This same concept has also been adopted by some EHM providers.  It has been highly effective in increasing enrollment in EHM programs, compared to those where individuals must actively opt in.  Providers using this approach have reported participation rates in excess of 95%, where rates in most such programs rarely reach even 30% without incentives being offered and paid for enrollment.  But incentives add significantly to costs, and make the achievement of desired ROI ratios much more difficult, though they may help with ROI amounts.

As described earlier - Promoting Success vs. Participation in EHM - incentive costs applied to all participants are automatically multiplied by what can be many times, depending on the success rate among such participants, which can vary from 0% to 100% in theory, and often vary by at least half that amount in fact.  A $100 incentive paid to all participants becomes an added cost of $500 per successful participant in a smoking cessation where only 20% quit.  And since the desired economic gains in a smoking cessation program arise from quitting, it makes it that much more difficult to achieve a positive and satisfying ROI ratio when the ROI denominator increases by $500 per success.

Participation vs. Success

In the evaluation of EHM programs, there has always been the potential for self-selection bias when the healthcare, disability and workers compensation costs, absenteeism and presenteeism rates, and other measures of success among participants are contrasted to non-participants as the basis for gauging the gain made by such programs.  This bias reflects the self-evident possibility, even likelihood, that individuals who voluntarily choose to participate in such programs may be more motivated to make the behavior/lifestyle changes needed for success than are non-participants.

This bias can be identified and used to adjust simple side-by-side comparisons between participants and non-participants by measuring the costs of both in both baseline and participation periods.  If non-participants’ costs were higher to begin with, and declined even though they did not participate, then only the decline in costs among participants between their baseline and participation periods that is greater than the decline among non-participants should be counted as probable effects of their participation.  But if individuals are automatically enrolled, there may be too few people in the non-participant group for statistically significant differences to be found.

**Set of tasks**.
a - Print the EHM text from "In the evaluation" up to and including "than are non-participants.".
b - Decide whether each statement below agrees with the EHM text. Answer yes or no for each and quote the words of the text that settle it.
(i) Providers using the approach described in the first paragraph have reported participation rates above 95%.
(ii) Incentives make the desired ROI ratios easier to achieve.
(iii) In a smoking cessation program where only 20% quit, a $100 incentive paid to all participants becomes an added cost of $500 per successful participant.
c - Go on with the EHM text, picking up after its last sentence.

**Data block**.
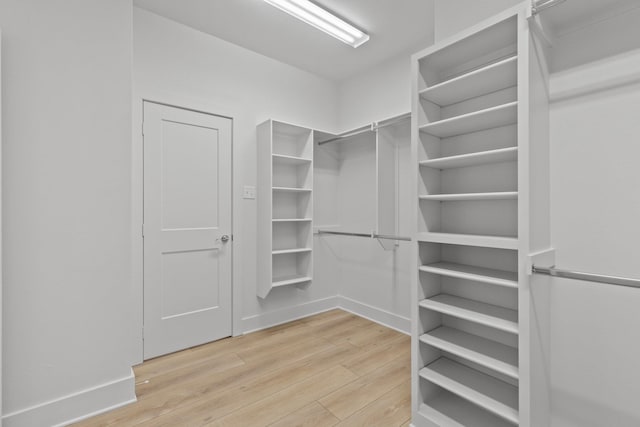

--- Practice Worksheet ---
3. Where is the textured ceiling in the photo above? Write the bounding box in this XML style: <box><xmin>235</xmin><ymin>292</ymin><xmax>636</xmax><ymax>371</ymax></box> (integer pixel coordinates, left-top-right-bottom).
<box><xmin>134</xmin><ymin>0</ymin><xmax>433</xmax><ymax>80</ymax></box>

**Results for the exercise**.
a -
In the evaluation of EHM programs, there has always been the potential for self-selection bias when the healthcare, disability and workers compensation costs, absenteeism and presenteeism rates, and other measures of success among participants are contrasted to non-participants as the basis for gauging the gain made by such programs.  This bias reflects the self-evident possibility, even likelihood, that individuals who voluntarily choose to participate in such programs may be more motivated to make the behavior/lifestyle changes needed for success than are non-participants.

b -
(i) Yes: "Providers using this approach have reported participation rates in excess of 95%"
(ii) No: "make the achievement of desired ROI ratios much more difficult"
(iii) Yes: "A $100 incentive paid to all participants becomes an added cost of $500 per successful participant in a smoking cessation where only 20% quit."

c -
It is not the statistical significance that will concern most employers who invest in EHM, however, but the economic significance.  If 95% of all employees targeted for participation enroll, and as a result, the total number who succeed in reducing their costs, improving their productivity and performance, etc. the employer is likely to be well pleased, regardless of whether or not statisticians are.  It is the potential for the success rate being lower in the “default option’ case that should worry them.

If people who voluntarily enroll in a given EHM program are likely to be more motivated and ready to change, and as a result yield a higher success rate, then it follows that people who are automatically “default” enrolled, with the possibility of opting out, will not be as highly motivated as those who make the effort to actively enroll themselves.  In such cases, the success rates of default participants would probably be lower than among those who would have voluntarily enrolled.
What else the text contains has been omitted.